WHAT THIS EXERCISE ASKS =>
- 1) List every x86 instruction mnemonic used in the assembly code of the string-routine thread.
- 2) Carry the string-routine thread forward past its final comment.

TEXT SECTION =>
These test aren't for everyone, they are examples of what I specifically do.
We already know that self-selected from HN already means to 0.1%.
OK - I've had a flood of emails trying the challenge, so I'm going to delay the next post about this to let more people have a go. It's not automated so I'm dealing with it by hand, but feel free to have a go. I'll do the next posting when I've received no submissions for 48 hours.
// esi -> asciiz string
// cl = character to remove
// NB cl=0 won't work well ;)
mov edi, esi
cld
loop1:
lodsb // Load the byte from [esi] into al
cmp al, cl
je loop1 // Skip this byte
stosb
or al, al
jnz loop1
x86 assembly is full of old cruft, that 'cld' there is a thing that if you've ever forgotten it probably cost you a lot of time.
99% of the time the flag is clear... unless it isn't.
So for a seasoned assembly programmer that cld is idiomatic, axod probably typed the instruction reflexively because he knows he can't rely on the state of the direction flag, even if it has nothing to do with the problem per-se.
Huh? This is C (well, asm). If you pass in garbage, you get undefined behaviour (a crash by NULL pointer dereference); this is how all str* functions work. Even
assert(str != NULL)
is being overly generous, I think - if only because a debugger would lead you to the source of the crash immediately.
You have not received any specification about the context in which the code operates, therefore the correct course of action is to assume the worse and produce bullet proof code.
If you were operating under constraints in terms of speed that would warrant a more cavalier attitude towards input checking then that would be another thing but since that wasn't specified and there is no context, 'safety first' is the way to approach the issue.
The specification states that "your routine should modify the given zero-terminated string in place". This implies that a zero-terminated string is passed in, and that it is mutable. If this is not the case, it is impossible to perform as specified; any behavior is wrong. An assertion error would be the ideal way to handle things; an immediate segfault is almost as good (and probably the practical thing to do if the string is immutable or not null-terminated). And of course, there are some error situations you simply can't detect - eg, not all cases of non-terminated strings are detectable, because you run into and mutate some other heap garbage before hitting an unmapped or immutable page.
I think it is actually really cool that RoG did not specify that part of the problem because in real life that is exactly how stuff gets specified, and plenty of times that's where the trouble comes from. Asking to revise a spec so that it is explicit is usually a very good course of action.
Not all hardware will segfault when writing to NULL, the immutable should segfault and strings that are not null terminated are indeed hard to impossible to check for (pointer wrap..., after a lot of swapping, or a stack overwrite).
Also note that libc string functions generally seg-fault when passed invalid addresses (including NULL). Implicitly expecting more sophisticated error handling in this scenario is silly.
So, you either go back to the source and ask for more info, or you take a stab at what is the right thing to do.
In this case that wasn't possible, so I assumed the worst, and I think that simply noting that there is a potential problem there would already score you points with the interviewer because they'd realize you spotted that the specification was incomplete, it didn't tell you what to do in case of invalid input.
I think this may be a cultural thing. C programmers are very much used to the standard not defining the behaviour of some things, e.g. what happens when you call strcmp(str, NULL). Segfaulting is expected here, and easy to track down.
(I would use some assert()s if a function could cause silent memory corruption; but this particular function either works (valid string), segfaults (NULL) or cannot detect a problem (stray pointer).)

INFORMATION PROVIDED =>
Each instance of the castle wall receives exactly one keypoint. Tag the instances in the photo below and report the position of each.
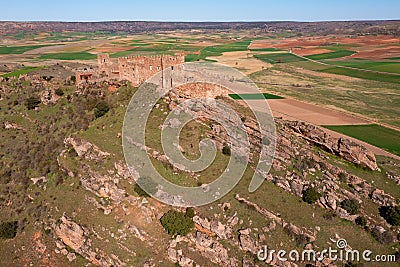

SOLVED PROBLEMS =>
- 1) mov, cld, lodsb, cmp, je, stosb, or, jnz

- 2)
Oh definitely. I agree. I assumed though that the "problem" itself was the main aim here, not testing if someone can write scaffolding error checking code.
How far do you go? Check that the memory isn't mapped as read only? ;) Check that there's actually some memory mapped into that address space?
Obviously you need both skills, but they're pretty related I'd say. If you can solve low level problems you can probably think through any potential issues, invalid inputs, edge cases etc and churn out code to deal with them.
I guess my issue is I don't see what being able to solve this says about someone, apart from "isn't completely terrible at programming".
I'd be really interested to see your original version and your latest version side-by-side, because I'm wondering if your "clean-up" actually changed its behavior.
// esi -> asciiz string
// cl = character to remove
mov edi, esi
cld
loop1:
lodsb // Load the byte from [esi] into al
or al, al
jz alldone
cmp al, cl
je loop1 // Skip this byte, since it's one we want to remove
stosb // Store the byte at [edi] from al
jmp loop1 // Loop around for the next byte
alldone:
xor al, al
stosb // 0 terminate it
The only real behavioral change was that this version would cope with an input of cl=0. My cleaned up version would not cope with cl=0, but would need a sanity check for that.
Hmm. My memory must be faulty, but I don't remember the first one having the final xor and stosb. I do remember looking at your solution and thinking that you'd forgotten it, that's why I expressed an interest in seeing the original.
heheh my initial version also explicitly added the 0, and then I also found a way to do it in the loop. Seems a common evolution.
But your final solution is clearer than mine. While it uses an extra variable (register), it avoids looking up the same thing twice. So... more efficient and clearer.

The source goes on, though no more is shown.